Collected data entries:
============================================================

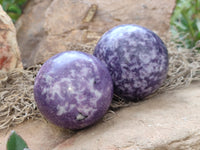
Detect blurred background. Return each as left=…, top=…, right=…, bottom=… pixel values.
left=0, top=0, right=200, bottom=48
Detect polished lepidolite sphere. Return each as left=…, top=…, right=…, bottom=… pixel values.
left=94, top=24, right=168, bottom=101
left=34, top=51, right=113, bottom=129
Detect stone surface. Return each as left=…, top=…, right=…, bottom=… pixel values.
left=0, top=120, right=72, bottom=150
left=54, top=83, right=200, bottom=150
left=0, top=5, right=22, bottom=71
left=16, top=0, right=175, bottom=66
left=0, top=82, right=200, bottom=150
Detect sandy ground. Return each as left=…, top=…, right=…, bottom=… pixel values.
left=0, top=82, right=200, bottom=150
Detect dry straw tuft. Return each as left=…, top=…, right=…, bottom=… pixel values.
left=0, top=35, right=200, bottom=130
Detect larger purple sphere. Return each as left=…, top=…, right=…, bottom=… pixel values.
left=94, top=24, right=168, bottom=101
left=34, top=51, right=113, bottom=129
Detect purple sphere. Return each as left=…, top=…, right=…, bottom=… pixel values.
left=34, top=51, right=113, bottom=129
left=94, top=24, right=168, bottom=101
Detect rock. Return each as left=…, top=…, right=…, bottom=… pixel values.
left=17, top=0, right=176, bottom=66
left=0, top=120, right=72, bottom=150
left=0, top=82, right=200, bottom=150
left=53, top=82, right=200, bottom=150
left=0, top=5, right=22, bottom=71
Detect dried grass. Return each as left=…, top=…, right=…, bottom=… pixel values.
left=0, top=35, right=200, bottom=130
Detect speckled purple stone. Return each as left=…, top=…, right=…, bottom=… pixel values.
left=94, top=24, right=168, bottom=101
left=34, top=51, right=113, bottom=129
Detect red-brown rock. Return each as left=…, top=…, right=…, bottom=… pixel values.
left=0, top=6, right=22, bottom=71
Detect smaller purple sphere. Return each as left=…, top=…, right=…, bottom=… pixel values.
left=94, top=24, right=168, bottom=101
left=34, top=51, right=113, bottom=129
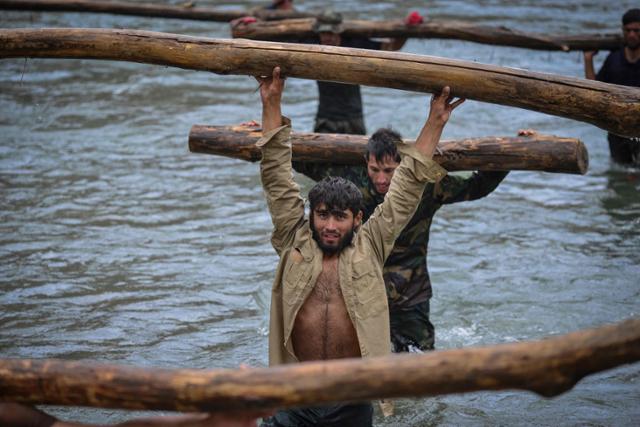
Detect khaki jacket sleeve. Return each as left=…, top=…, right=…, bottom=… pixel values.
left=256, top=117, right=304, bottom=255
left=361, top=145, right=447, bottom=264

============================================================

Return all of the records above line for line, leaving out the pictures.

Solution for this problem:
Detect blurred background. Return each as left=…, top=…, right=…, bottom=… pixel values.
left=0, top=0, right=200, bottom=48
Detect polished lepidolite sphere. Return each as left=…, top=…, right=…, bottom=… pixel values.
left=94, top=24, right=168, bottom=101
left=34, top=51, right=113, bottom=129
Detect stone surface. Return each as left=…, top=…, right=…, bottom=… pixel values.
left=0, top=120, right=72, bottom=150
left=54, top=83, right=200, bottom=150
left=0, top=5, right=22, bottom=71
left=16, top=0, right=175, bottom=66
left=0, top=82, right=200, bottom=150
Detect sandy ground. Return each as left=…, top=…, right=…, bottom=… pixel values.
left=0, top=82, right=200, bottom=150
Detect dry straw tuft. Return each as left=…, top=…, right=…, bottom=… pixel values.
left=0, top=35, right=200, bottom=130
Detect larger purple sphere. Return each as left=…, top=…, right=…, bottom=… pixel values.
left=94, top=24, right=168, bottom=101
left=34, top=51, right=113, bottom=129
Detect purple sphere. Return each as left=…, top=…, right=…, bottom=… pixel values.
left=34, top=51, right=113, bottom=129
left=94, top=24, right=168, bottom=101
Detect rock. Return each as left=…, top=…, right=…, bottom=… pixel values.
left=17, top=0, right=176, bottom=66
left=0, top=120, right=72, bottom=150
left=0, top=82, right=200, bottom=150
left=53, top=82, right=200, bottom=150
left=0, top=5, right=22, bottom=71
Detect dried grass. Return each as left=…, top=…, right=…, bottom=… pixel values.
left=0, top=35, right=200, bottom=130
Detect speckled purple stone. Return each as left=…, top=…, right=…, bottom=… pixel values.
left=94, top=24, right=168, bottom=101
left=34, top=51, right=113, bottom=129
Detect red-brown rock. Return each as left=…, top=…, right=…, bottom=… pixel values.
left=0, top=6, right=22, bottom=71
Detect smaller purple sphere. Return each as left=…, top=…, right=…, bottom=… pixel values.
left=94, top=24, right=168, bottom=101
left=34, top=51, right=113, bottom=129
Detect khaki jacket sleeve. Return each as left=…, top=…, right=…, bottom=… pixel values.
left=256, top=117, right=304, bottom=255
left=361, top=145, right=447, bottom=264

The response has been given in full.